Written request:
Reproduce the part of the listing that opens with the line containing "Annotate the slope" and closes with the line containing "column 575, row 313", changing every "slope covered with trees" to "wooded hillside" and leaving everything else unchanged.

# # # # # # #

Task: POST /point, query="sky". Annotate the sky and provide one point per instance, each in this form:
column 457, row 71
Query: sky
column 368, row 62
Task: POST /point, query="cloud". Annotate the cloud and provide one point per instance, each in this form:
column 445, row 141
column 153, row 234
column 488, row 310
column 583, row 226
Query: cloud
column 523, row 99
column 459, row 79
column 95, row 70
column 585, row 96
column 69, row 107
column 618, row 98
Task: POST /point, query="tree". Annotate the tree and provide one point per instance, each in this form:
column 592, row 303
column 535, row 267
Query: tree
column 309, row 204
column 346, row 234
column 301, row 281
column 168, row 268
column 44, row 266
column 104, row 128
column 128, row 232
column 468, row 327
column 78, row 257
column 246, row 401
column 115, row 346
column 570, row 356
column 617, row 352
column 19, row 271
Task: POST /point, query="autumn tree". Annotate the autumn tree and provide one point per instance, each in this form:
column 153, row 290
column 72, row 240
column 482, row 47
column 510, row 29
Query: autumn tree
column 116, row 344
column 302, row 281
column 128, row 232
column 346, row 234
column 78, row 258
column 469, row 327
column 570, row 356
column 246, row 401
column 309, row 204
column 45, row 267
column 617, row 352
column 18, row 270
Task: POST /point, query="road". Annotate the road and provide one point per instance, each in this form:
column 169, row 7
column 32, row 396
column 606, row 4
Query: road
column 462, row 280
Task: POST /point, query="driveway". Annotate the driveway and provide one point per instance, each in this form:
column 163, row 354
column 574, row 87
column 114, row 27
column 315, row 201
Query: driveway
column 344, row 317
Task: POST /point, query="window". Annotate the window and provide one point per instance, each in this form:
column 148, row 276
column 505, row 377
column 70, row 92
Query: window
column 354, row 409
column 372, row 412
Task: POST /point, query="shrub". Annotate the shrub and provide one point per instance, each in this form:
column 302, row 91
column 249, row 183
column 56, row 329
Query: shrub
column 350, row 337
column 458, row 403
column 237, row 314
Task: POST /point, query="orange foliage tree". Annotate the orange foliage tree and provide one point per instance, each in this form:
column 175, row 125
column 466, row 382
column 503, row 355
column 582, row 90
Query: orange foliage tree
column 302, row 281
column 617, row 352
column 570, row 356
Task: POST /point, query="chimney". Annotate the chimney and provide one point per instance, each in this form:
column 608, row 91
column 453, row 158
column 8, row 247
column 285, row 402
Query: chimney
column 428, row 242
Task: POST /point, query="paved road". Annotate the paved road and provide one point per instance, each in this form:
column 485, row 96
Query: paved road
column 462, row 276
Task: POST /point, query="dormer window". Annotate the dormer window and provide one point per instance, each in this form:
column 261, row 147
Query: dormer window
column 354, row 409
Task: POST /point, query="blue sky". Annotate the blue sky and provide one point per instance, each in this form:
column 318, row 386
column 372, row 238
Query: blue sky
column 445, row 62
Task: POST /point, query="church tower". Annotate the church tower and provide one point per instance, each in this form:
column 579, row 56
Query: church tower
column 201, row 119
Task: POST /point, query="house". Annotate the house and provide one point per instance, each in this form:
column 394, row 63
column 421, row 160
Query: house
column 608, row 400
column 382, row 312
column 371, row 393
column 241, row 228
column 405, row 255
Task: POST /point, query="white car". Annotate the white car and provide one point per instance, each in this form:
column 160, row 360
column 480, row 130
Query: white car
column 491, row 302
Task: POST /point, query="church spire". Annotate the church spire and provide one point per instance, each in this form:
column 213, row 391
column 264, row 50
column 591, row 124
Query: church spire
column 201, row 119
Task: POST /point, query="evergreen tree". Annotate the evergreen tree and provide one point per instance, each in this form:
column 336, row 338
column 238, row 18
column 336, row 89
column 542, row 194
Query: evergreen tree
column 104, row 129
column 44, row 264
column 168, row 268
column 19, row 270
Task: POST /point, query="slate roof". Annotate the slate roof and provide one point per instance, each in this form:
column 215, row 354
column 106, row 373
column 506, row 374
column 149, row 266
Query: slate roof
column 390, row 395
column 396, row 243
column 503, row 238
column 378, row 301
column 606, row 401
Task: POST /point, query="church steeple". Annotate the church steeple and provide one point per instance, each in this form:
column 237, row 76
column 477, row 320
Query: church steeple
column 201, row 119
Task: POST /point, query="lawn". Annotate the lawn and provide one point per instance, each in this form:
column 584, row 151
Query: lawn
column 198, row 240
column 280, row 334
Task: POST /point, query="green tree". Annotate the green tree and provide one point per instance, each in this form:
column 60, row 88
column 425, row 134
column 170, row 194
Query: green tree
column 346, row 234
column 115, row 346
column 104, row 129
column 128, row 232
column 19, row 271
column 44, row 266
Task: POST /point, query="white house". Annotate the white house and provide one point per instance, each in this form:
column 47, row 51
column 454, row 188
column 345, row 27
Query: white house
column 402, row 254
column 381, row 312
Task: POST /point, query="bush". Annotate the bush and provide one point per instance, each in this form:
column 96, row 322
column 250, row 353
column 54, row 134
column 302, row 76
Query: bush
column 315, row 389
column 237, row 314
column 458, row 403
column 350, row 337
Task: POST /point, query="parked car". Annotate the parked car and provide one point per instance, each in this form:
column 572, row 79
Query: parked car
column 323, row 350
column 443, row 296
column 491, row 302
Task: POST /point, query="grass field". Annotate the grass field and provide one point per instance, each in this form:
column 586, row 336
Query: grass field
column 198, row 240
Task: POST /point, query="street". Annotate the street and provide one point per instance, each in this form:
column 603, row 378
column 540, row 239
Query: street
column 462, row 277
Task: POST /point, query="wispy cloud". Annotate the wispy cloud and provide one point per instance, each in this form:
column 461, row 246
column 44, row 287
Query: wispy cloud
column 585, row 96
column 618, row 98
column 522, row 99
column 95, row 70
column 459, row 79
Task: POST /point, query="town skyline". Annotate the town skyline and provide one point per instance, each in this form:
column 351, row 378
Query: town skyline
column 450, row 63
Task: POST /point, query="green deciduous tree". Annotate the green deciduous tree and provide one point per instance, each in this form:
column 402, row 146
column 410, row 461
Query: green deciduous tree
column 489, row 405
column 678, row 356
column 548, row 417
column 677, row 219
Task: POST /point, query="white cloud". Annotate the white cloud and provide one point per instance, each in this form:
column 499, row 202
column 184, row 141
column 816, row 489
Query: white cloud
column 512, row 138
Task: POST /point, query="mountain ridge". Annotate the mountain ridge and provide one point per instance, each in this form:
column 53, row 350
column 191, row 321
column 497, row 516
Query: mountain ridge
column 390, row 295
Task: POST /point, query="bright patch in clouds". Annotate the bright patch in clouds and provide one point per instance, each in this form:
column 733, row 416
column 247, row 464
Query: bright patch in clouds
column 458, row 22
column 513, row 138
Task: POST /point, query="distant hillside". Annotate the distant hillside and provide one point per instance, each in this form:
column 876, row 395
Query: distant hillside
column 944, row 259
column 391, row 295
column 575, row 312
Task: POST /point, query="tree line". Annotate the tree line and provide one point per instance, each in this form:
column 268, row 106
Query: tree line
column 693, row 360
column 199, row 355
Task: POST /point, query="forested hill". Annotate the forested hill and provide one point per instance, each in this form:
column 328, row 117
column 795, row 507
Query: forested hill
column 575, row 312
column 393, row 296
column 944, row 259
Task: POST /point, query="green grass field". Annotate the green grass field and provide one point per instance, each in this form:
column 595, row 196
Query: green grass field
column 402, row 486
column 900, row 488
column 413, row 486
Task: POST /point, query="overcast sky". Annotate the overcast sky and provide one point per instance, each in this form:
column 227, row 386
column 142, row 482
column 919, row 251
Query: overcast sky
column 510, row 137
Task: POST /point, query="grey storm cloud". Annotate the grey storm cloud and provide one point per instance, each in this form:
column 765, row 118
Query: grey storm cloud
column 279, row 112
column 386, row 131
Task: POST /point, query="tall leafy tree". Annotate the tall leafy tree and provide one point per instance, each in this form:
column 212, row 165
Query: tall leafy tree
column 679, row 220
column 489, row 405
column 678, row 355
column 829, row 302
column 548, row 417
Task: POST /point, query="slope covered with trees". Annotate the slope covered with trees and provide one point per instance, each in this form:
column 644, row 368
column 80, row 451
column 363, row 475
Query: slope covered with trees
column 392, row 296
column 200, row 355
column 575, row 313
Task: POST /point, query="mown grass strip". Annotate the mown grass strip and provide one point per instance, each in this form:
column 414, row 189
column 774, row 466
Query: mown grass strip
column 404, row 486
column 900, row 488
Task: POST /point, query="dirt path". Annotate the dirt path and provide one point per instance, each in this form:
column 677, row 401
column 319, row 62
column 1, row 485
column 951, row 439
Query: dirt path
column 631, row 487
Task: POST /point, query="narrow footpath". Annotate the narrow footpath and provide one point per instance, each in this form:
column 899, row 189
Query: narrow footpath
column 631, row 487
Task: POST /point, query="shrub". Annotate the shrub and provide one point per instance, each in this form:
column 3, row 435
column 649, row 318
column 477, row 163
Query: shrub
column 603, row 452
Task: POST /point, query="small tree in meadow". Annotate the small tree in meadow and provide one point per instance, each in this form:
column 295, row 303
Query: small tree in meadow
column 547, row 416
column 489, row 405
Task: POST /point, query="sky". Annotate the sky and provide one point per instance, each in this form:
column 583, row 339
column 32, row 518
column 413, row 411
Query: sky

# # # # # # #

Task response:
Task: POST /point, query="wooded hillside". Annotate the wooded hillside and provide one point per instance, each in this form:
column 644, row 368
column 80, row 451
column 363, row 475
Query: wooded hillside
column 392, row 296
column 200, row 355
column 575, row 313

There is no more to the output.